» Problem statement
Resume the passage on stochastic methods for human action recognition, continuing after its last sentence about the CRF model used by Kong et al. (2014b).

--- BEGIN Source document ---

Figure 5. Representative stochastic approaches for action recognition. (A) Factorized HCRF model used by Wang and Mori (2008) . Circle nodes correspond to variables, and square nodes correspond to factors. (B) Hierarchical latent discriminative model proposed by Song et al. (2013) .

A multiview person identification was presented by Iosifidis et al. (2012a) . Fuzzy vector quantization and linear discriminant analysis were employed to recognize a human activity. Huang et al. (2011) presented a boosting algorithm called LatentBoost. The authors trained several models with latent variables to recognize human actions. A stochastic modeling of human activities on a shape manifold was introduced by Yi et al. (2012) . A human activity was extracted as a sequence of shapes, which is considered as one realization of a random process on a manifold. The piecewise Brownian motion was used to model human activity on the respective manifold. Wang et al. (2014) proposed a semisupervised framework for recognizing human actions combining different visual features. All features were projected onto a common subspace, and a boosting technique was employed to recognize human actions from labeled and unlabeled data. Yang et al. (2013) proposed an unsupervised method for recognizing motion primitives for human action classification from a set of very few examples.

Sun and Nevatia (2013) treated video sequences as sets of short clips rather than a whole representation of actions. Each clip corresponded to a latent variable in an HMM model, while a Fisher kernel technique ( Perronnin and Dance, 2007 ) was employed to represent each clip with a fixed length feature vector. Ni et al. (2014) decomposed the problem of complex activity recognition into two sequential sub-tasks with increasing granularity levels. First, the authors applied human-to-object interaction techniques to identify the area of interest, then used this context-based information to train a conditional random field (CRF) model ( Lafferty et al., 2001 ) and identify the underlying action. Lan et al. (2014) proposed a hierarchical method for predicting future human actions, which may be considered as a reaction to a previous performed action. They introduced a new representation of human kinematic states, called “hierarchical movements,” computed at different levels of coarse to fine-grained level granularity. Predicting future events from partially unseen video clips with incomplete action execution has also been studied by Kong et al. (2014b) . A sequence of previously observed features was used as a global representation of actions and a CRF model was employed to capture the evolution of actions across time in each action class.

--- END Source document ---
--- BEGIN Listed entries ---

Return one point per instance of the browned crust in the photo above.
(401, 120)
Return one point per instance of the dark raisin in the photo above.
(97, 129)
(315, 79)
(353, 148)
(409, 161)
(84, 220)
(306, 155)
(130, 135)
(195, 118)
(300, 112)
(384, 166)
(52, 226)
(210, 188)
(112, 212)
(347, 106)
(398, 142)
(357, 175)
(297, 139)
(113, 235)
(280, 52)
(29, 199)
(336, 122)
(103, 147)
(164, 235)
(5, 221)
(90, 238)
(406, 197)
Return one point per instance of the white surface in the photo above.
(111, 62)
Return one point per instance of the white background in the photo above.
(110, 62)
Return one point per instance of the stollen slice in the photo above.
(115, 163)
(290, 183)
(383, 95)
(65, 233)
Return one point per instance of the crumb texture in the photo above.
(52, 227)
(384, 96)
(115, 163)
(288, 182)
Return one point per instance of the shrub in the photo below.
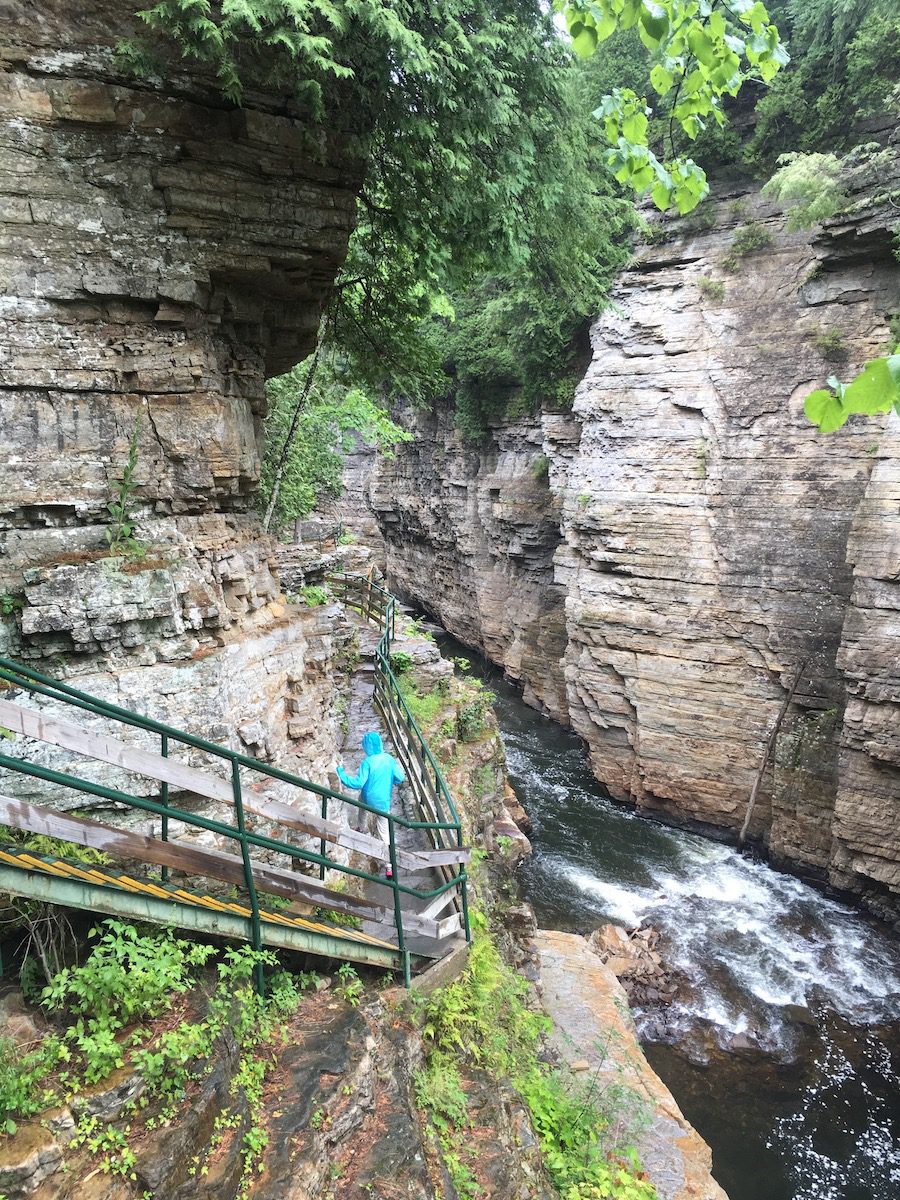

--- END Listed entries ---
--- BEGIN Listed entries ---

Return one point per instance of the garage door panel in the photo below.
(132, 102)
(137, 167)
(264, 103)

--- END Listed entries ---
--- BEGIN Listed entries ---

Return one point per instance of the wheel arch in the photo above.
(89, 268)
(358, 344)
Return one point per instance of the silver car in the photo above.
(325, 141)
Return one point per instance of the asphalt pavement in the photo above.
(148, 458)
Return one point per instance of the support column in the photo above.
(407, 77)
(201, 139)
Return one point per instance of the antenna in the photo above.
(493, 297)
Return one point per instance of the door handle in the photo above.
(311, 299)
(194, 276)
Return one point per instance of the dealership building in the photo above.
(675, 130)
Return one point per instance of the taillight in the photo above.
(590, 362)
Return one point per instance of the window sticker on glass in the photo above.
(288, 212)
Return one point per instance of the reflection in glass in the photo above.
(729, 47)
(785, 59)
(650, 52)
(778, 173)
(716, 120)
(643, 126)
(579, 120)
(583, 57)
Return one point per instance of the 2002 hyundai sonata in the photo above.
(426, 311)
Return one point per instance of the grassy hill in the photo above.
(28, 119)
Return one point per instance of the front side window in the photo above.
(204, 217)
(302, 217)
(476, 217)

--- END Listed entries ---

» Result of this task
An approach for group activity classification was introduced by Choi et al. (2011) . The authors were able to recognize activities such as a group of people talking or standing in a queue. The proposed scheme was based on random forests, which could select samples of spatiotemporal volumes in a video that characterize an action. A probabilistic Markov random field (MRF) ( Prince, 2012 ) framework was used to classify and localize the activities in a scene. Lu et al. (2015) also employed a hierarchical MRF model to represent segments of human actions by extracting super-voxels from different scales and automatically estimated the foreground motion using saliency features of neighboring super-voxels.

The work of Wang et al. (2011a) focused on tracking dense sample points from video sequences using optical flow based on HCRFs for object recognition. Wang et al. (2012c) proposed a probabilistic model of two components. The first component modeled the temporal transition between action primitives to handle large variation in an action class, while the second component located the transition boundaries between actions. A hierarchical structure, which is called the sum-product network, was used by Amer and Todorovic (2012) . The BoW technique encoded the terminal nodes, the sum nodes corresponded to mixtures of different subsets of terminals, and the product nodes represented mixtures of components.

Zhou and Zhang (2014) proposed a robust to background clutter, camera motion, and occlusions’ method for recognizing complex human activities. They used multiple-instance formulation in conjunction with an MRF model and were able to represent human activities with a bag of Markov chains obtained from STIP and salient region feature selection. Chen et al. (2014) addressed the problem of identifying and localizing human actions using CRFs. The authors were able to distinguish between intentional actions and unknown motions that may happen in the surroundings by ordering video regions and detecting the actor of each action. Kong and Fu (2014) addressed the problem of human interaction classification from subjects that lie close to each other. Such a representation may be erroneous to partial occlusions and feature-to-object mismatching. To overcome this problem the authors proposed a patch-aware model, which learned regions of interacting subjects at different patch levels.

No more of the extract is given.